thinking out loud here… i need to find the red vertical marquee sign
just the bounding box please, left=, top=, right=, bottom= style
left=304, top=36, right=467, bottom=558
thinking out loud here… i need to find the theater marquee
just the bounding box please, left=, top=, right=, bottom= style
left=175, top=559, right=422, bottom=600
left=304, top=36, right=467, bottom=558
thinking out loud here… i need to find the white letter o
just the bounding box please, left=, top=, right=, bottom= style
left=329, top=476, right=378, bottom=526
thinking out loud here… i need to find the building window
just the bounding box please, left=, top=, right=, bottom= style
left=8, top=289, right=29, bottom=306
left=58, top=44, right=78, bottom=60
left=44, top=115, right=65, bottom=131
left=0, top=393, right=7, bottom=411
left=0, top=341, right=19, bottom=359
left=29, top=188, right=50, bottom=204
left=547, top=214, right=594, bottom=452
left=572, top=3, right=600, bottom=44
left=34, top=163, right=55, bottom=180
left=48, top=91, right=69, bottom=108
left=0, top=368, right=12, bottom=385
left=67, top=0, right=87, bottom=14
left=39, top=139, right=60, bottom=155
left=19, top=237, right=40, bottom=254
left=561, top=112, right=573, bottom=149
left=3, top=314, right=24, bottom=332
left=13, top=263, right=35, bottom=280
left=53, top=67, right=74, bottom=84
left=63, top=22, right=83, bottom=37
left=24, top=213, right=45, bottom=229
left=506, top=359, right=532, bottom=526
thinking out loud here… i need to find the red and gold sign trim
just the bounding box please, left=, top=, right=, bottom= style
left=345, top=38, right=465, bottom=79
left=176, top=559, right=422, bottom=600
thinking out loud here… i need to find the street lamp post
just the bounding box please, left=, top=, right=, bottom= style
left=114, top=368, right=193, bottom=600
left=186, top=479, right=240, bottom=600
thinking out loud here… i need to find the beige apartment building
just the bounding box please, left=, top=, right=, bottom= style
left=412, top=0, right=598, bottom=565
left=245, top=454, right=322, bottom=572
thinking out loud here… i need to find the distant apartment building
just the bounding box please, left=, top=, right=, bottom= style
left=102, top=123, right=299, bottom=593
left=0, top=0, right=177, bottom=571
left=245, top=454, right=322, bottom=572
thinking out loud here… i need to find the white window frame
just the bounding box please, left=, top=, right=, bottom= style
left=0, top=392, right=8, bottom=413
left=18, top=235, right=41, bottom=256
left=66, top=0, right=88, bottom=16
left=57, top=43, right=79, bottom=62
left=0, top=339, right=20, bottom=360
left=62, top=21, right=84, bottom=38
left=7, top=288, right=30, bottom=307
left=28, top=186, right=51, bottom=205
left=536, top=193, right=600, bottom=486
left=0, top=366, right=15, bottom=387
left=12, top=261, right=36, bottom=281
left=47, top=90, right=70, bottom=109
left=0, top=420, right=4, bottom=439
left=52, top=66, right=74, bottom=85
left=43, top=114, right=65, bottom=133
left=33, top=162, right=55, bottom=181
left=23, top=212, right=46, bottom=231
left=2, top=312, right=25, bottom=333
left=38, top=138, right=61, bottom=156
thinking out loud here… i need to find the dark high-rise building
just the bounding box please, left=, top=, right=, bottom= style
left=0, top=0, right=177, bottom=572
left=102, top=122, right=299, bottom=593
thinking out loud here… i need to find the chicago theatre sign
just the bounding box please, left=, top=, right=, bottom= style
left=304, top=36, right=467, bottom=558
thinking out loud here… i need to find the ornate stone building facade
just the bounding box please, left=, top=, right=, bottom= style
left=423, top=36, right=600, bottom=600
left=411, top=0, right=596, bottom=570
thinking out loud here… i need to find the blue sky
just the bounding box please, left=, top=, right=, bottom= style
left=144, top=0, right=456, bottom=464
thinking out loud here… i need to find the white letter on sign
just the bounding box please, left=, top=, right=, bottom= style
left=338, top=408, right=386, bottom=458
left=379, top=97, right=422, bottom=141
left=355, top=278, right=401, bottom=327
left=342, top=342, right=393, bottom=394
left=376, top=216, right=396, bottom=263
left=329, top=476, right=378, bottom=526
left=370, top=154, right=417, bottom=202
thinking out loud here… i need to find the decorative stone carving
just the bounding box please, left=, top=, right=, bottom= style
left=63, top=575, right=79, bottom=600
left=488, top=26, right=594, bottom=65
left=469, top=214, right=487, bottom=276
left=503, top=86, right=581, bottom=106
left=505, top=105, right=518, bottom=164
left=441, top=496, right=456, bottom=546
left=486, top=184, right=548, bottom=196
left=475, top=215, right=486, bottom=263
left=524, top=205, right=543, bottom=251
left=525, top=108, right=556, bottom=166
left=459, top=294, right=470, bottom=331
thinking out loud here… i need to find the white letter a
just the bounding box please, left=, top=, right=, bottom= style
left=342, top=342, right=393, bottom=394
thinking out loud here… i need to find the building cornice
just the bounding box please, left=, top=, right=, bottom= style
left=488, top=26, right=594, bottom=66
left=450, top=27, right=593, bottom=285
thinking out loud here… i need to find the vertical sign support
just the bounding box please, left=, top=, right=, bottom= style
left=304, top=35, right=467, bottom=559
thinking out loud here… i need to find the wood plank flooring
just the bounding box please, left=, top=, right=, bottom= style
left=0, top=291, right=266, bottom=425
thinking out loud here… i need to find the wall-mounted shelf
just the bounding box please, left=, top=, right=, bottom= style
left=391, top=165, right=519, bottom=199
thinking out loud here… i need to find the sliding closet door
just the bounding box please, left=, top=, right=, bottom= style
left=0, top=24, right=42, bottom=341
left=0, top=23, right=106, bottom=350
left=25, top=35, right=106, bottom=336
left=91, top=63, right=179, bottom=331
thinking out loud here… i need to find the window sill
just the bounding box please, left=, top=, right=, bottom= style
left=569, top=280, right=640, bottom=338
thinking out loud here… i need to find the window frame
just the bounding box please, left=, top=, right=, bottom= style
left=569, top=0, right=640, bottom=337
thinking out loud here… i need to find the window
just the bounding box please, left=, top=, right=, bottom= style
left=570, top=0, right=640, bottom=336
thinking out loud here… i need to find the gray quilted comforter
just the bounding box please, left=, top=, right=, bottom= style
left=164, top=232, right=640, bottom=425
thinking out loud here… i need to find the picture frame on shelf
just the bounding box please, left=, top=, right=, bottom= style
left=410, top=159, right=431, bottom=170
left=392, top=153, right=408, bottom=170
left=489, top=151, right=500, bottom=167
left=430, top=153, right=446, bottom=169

====

* **Requirement**: What the task asks for is a word-for-word repeat of the lines above, from the first through the one containing "thinking out loud here… i need to find the building window".

* **Response**:
thinking out loud here… i need to find the red vertical marquee sign
just the bounding box please, left=, top=, right=, bottom= style
left=304, top=36, right=467, bottom=558
thinking out loud here… i need to find the theater marquee
just the bounding box please, left=, top=, right=, bottom= style
left=175, top=559, right=422, bottom=600
left=304, top=36, right=467, bottom=558
thinking out loud here… i need to find the white letter o
just the bounding box please, left=, top=, right=, bottom= style
left=329, top=476, right=378, bottom=526
thinking out loud here… i need to find the building window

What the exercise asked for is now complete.